>> start
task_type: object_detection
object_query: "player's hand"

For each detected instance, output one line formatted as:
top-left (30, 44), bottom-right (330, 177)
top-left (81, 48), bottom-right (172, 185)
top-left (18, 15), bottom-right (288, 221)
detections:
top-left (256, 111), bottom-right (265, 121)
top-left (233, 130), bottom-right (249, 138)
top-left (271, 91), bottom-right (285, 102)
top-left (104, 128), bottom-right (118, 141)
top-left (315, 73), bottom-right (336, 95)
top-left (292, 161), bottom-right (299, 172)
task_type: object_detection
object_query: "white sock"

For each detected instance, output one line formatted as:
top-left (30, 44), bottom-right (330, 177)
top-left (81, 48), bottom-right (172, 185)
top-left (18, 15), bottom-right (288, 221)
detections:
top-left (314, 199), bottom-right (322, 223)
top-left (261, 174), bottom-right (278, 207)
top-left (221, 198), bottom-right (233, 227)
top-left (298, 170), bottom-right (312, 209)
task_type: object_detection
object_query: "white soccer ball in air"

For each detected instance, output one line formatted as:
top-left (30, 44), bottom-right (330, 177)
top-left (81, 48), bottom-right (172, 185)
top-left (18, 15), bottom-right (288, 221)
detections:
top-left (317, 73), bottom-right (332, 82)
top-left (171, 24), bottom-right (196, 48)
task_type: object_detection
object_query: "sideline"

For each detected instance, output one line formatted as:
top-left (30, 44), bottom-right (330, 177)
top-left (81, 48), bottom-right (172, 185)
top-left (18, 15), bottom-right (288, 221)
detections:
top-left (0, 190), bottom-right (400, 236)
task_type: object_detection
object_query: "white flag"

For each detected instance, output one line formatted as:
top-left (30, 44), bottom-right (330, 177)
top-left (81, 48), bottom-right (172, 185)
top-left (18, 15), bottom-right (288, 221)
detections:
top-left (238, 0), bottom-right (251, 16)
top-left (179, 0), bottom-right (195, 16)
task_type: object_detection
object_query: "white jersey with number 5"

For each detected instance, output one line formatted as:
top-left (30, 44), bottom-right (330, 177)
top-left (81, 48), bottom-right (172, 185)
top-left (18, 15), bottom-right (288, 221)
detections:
>> end
*SHORT TASK:* Revise all of the data above by replacing each "object_query" with "target_label", and reproduce it with no other changes.

*WRITTEN REPLY:*
task_type: object_detection
target_label: "player's hand"

For each detected instance, output one line formatted as:
top-left (30, 44), bottom-right (330, 177)
top-left (81, 48), bottom-right (172, 185)
top-left (18, 15), bottom-right (288, 221)
detections:
top-left (256, 111), bottom-right (265, 121)
top-left (233, 130), bottom-right (249, 138)
top-left (271, 91), bottom-right (285, 102)
top-left (104, 128), bottom-right (118, 141)
top-left (315, 73), bottom-right (336, 95)
top-left (292, 161), bottom-right (299, 172)
task_type: object_detection
target_label: "white sock"

For each detected instance, output one line formatted as:
top-left (30, 44), bottom-right (330, 177)
top-left (81, 48), bottom-right (172, 185)
top-left (18, 15), bottom-right (288, 221)
detections:
top-left (314, 199), bottom-right (322, 223)
top-left (261, 174), bottom-right (278, 207)
top-left (221, 198), bottom-right (233, 227)
top-left (298, 170), bottom-right (312, 209)
task_type: object_detection
target_label: "white soccer ball in air"

For each detected instance, output one line formatted as:
top-left (30, 44), bottom-right (330, 177)
top-left (81, 48), bottom-right (172, 185)
top-left (18, 15), bottom-right (288, 221)
detections:
top-left (317, 73), bottom-right (332, 82)
top-left (171, 24), bottom-right (196, 48)
task_type: object_detection
target_label: "sideline"

For each detected instance, output one line formatted as:
top-left (30, 44), bottom-right (330, 177)
top-left (81, 48), bottom-right (172, 185)
top-left (18, 15), bottom-right (288, 221)
detections:
top-left (0, 190), bottom-right (400, 236)
task_type: object_detection
target_label: "white flag"

For each detected instance, output one line formatted as:
top-left (30, 44), bottom-right (330, 177)
top-left (81, 48), bottom-right (172, 185)
top-left (18, 15), bottom-right (288, 221)
detections:
top-left (238, 0), bottom-right (251, 16)
top-left (179, 0), bottom-right (195, 16)
task_type: object_detection
target_label: "white jersey with number 5"

For each detected instance, output one line formatted as:
top-left (30, 44), bottom-right (330, 177)
top-left (81, 48), bottom-right (172, 185)
top-left (18, 15), bottom-right (288, 221)
detections:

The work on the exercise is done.